Driving Christianity out of America’s Schools

Even if you were reading ""Persecution – How Liberals Are Waging War Against Christianity" in a freezer with the temperature way below zero, your blood would still boil.

David Limbaugh pulls no punches in reporting the unrelenting assault on Christianity being waged against it by a collection of latter-day Neros who want nothing less than to throw Christians to the lions of total secularism.

Christians, he tells us, "are often subjected to scorn and ridicule and denied their religious freedoms" and are referred to as "Bible-thumping idiots."

One incident he mentions should turn up the heat under the arteries of any devout Jew or Christian who cherishes the Holy Bible as the word of God. He tells the shocking story of a teacher at a Houston middle school who saw two students carrying Bibles. The girls were taken to the principal’s office, and the mother of one was summoned. Upon her arrival the teacher "waved the Bibles at her and exclaimed ‘This is garbage’ and then threw them into the trash can."

Among today’s Neros, the author explains, are "activist judges misinterpreting the law," the idiot acolytes of political correctness, Hollywood movie makers, the overwhelmingly paganistic mainstream media, and "educators" at all levels from preschool to universities.

Limbaugh, a skilled lawyer, goes to some length in explaining the constitutional underpinnings of religious freedom and shows how legions of black-robed tyrants have badly distorted the meaning of the First Amendment, imputing to it shadings and gradations never intended by the men who wrote the Bill of Rights.

This facet of the war against Christianity recently came to the fore during the infamous case of the federal court-ordered removal from the courthouse in Montgomery, Ala., of a monument containing the text of the Ten Commandments.

If You Tell a Lie Often Enough ...

Thanks to the issues raised by Alabama Chief Justice Roy Moore, for the first time many Americans were startled to learn that the famous slogan of "separation of church and state" they’ve been told bans government at all levels from allowing religious expression within public facilities or by official bodies is nowhere to be found in the Constitution of the United States.

It is a largely a judicial fiction based on a deliberate misreading of the Establishment Clause "Congress shall make no law respecting an establishment of religion" and the Free Exercise Clause, which follows: "or prohibiting the free exercise thereof."

It was not until 1947 that any other meaning than that which forbade Congress (but not the states) from setting up a state-sponsored religion was found. In that year, in the case of Everson vs. Board of Education, Justice Hugo Black took a passage from a private letter Thomas Jefferson sent to a friend in which he mentioned an alleged "wall of separation" and made it a key part of the Constitution, where, as noted above, it is nowhere to be found.

All of the subsequent court actions concerning the state vs. religion grew out of Black’s misleading view of the Establishment Clause. From that point on the courts have steadily eroded the prohibition against the "free exercise" of religion.

◆ **DATA ROWS**:
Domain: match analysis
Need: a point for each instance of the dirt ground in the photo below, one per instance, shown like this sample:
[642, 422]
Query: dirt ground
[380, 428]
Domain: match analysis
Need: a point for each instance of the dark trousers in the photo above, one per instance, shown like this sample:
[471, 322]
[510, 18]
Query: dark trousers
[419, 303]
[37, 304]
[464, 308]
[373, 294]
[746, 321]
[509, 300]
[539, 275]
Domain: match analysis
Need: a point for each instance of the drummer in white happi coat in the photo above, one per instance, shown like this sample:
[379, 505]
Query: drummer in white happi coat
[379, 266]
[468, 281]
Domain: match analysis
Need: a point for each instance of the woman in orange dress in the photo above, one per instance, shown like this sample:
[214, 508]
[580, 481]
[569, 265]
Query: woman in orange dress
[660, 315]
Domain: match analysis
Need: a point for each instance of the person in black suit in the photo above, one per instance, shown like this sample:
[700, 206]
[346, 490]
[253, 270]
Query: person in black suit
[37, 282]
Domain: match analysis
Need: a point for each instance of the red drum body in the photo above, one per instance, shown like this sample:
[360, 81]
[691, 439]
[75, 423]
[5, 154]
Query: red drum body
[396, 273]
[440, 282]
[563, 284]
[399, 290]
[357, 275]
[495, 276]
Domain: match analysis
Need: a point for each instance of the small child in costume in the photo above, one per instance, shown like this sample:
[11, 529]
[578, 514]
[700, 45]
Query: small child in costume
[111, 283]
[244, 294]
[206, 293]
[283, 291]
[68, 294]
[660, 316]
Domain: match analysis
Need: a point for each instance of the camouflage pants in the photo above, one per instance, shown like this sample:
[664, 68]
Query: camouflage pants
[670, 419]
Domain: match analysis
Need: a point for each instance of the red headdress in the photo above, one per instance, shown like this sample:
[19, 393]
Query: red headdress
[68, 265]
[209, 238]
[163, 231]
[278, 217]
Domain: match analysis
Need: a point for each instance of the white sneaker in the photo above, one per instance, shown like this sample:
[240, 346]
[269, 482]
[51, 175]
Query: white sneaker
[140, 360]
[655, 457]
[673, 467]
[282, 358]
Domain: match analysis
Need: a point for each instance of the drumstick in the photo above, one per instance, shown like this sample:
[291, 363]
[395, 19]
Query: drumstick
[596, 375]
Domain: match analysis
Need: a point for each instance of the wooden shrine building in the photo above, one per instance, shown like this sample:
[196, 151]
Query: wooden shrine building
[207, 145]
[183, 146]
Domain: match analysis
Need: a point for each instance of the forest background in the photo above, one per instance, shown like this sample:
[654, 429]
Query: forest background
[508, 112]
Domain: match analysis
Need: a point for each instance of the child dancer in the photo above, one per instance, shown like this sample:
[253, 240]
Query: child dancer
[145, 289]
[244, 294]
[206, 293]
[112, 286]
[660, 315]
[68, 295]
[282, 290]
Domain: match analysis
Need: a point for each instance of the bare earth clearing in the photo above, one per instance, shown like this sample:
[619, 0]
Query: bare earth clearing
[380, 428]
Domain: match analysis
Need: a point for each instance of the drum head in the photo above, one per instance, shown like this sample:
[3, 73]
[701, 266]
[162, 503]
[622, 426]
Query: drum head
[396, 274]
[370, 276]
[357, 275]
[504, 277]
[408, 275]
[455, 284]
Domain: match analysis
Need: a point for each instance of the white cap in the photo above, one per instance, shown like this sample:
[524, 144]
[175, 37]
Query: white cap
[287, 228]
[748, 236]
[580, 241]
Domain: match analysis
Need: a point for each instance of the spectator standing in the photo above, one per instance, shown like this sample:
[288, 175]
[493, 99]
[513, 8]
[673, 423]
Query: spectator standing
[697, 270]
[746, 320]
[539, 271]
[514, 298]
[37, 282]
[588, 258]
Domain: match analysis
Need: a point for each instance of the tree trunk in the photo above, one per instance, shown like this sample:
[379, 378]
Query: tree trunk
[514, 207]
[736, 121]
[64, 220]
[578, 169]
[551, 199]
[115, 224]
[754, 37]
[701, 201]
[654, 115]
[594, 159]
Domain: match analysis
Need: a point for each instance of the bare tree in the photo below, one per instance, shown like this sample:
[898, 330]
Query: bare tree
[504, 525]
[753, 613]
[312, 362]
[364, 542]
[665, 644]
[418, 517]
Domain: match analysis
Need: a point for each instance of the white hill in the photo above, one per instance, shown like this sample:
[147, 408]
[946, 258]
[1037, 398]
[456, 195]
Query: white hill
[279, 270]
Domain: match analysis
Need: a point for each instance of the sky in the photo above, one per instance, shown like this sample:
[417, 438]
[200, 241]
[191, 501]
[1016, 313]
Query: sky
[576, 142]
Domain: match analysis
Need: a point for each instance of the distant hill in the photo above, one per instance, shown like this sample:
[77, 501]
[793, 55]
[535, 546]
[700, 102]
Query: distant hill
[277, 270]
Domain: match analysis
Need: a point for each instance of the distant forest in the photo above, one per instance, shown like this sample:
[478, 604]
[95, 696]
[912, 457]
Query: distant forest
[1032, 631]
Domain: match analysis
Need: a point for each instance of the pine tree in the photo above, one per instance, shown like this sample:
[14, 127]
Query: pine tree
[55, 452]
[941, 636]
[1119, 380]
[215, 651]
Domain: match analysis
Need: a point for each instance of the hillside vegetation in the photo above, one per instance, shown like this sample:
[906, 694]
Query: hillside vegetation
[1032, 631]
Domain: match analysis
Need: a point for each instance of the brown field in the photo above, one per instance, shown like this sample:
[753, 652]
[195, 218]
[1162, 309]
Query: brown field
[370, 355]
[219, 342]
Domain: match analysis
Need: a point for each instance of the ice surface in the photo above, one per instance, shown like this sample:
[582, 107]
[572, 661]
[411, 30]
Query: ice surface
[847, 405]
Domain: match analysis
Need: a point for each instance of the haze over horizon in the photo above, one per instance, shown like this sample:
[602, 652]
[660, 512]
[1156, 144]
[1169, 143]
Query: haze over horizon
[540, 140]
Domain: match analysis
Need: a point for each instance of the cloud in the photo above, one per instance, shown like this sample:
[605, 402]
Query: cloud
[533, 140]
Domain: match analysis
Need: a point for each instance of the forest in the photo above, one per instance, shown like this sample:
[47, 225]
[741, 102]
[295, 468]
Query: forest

◆ **SHORT PROBLEM**: In the review, what did the Houston teacher do with the Bibles after waving them at the mother? The items are separate material and unrelated to the review.

◆ **SOLUTION TO THE EXERCISE**: The teacher exclaimed "This is garbage" and threw them into the trash can.